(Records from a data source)
****

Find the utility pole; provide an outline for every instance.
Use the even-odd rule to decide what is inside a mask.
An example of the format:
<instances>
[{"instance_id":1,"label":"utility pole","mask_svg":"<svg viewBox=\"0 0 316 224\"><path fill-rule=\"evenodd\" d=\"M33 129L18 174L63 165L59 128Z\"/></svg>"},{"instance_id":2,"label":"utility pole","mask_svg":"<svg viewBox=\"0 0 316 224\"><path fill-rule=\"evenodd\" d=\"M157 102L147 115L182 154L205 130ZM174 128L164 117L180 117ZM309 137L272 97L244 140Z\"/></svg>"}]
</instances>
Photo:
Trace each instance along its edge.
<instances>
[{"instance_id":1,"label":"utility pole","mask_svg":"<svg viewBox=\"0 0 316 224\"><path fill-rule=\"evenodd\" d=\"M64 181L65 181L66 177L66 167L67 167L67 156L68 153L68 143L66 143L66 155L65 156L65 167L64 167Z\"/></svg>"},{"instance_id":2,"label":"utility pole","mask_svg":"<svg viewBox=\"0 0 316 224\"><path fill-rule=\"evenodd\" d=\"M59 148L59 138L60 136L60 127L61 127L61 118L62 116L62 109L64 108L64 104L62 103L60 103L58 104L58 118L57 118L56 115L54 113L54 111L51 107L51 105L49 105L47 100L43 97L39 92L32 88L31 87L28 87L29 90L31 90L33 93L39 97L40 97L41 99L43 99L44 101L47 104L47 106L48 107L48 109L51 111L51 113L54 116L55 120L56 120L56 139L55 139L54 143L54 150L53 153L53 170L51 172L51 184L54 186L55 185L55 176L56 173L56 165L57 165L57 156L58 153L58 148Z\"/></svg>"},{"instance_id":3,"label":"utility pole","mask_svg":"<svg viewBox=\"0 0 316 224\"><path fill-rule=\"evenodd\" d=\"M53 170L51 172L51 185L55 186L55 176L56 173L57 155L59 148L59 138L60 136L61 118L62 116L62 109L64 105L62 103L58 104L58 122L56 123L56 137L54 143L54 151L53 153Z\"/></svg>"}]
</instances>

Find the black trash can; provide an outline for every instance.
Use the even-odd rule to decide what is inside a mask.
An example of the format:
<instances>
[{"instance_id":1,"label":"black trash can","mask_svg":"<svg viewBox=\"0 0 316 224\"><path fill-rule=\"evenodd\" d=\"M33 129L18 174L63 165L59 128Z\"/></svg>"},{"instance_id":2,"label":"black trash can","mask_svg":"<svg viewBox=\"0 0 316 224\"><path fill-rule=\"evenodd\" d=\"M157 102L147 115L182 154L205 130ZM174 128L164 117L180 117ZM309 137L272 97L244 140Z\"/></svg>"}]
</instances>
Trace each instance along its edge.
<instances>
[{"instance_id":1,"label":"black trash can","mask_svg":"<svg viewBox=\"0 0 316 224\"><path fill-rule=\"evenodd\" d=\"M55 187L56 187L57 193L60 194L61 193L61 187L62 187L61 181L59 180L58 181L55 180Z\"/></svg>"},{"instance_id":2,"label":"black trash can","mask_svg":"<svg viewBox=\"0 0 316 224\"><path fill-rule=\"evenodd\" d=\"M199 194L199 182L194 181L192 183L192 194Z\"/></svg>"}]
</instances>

****

REQUIRED WORK — Recast the material as a Markdown table with the columns Row and Line, starting with the line containing "Find the black" and going on through the last line of the material. Skip blank lines and give each line its own row number.

FINISHED TASK —
| Row | Line |
|---|---|
| 1 | Find the black trash can; provide an outline for every instance. |
| 2 | Use the even-odd rule to decide what is inside a mask. |
| 3 | An example of the format: |
| 4 | <instances> |
| 5 | [{"instance_id":1,"label":"black trash can","mask_svg":"<svg viewBox=\"0 0 316 224\"><path fill-rule=\"evenodd\" d=\"M33 129L18 174L63 165L59 128Z\"/></svg>"},{"instance_id":2,"label":"black trash can","mask_svg":"<svg viewBox=\"0 0 316 224\"><path fill-rule=\"evenodd\" d=\"M157 102L147 115L182 154L205 130ZM174 128L164 117L180 117ZM309 137L272 97L244 140Z\"/></svg>"}] |
| 6 | </instances> |
| 7 | Trace each instance along its edge. |
| 8 | <instances> |
| 9 | [{"instance_id":1,"label":"black trash can","mask_svg":"<svg viewBox=\"0 0 316 224\"><path fill-rule=\"evenodd\" d=\"M55 187L56 187L57 193L60 194L61 193L61 187L62 187L61 181L59 180L58 181L55 180Z\"/></svg>"},{"instance_id":2,"label":"black trash can","mask_svg":"<svg viewBox=\"0 0 316 224\"><path fill-rule=\"evenodd\" d=\"M199 194L199 182L194 181L192 183L192 194Z\"/></svg>"}] |
| 10 | </instances> |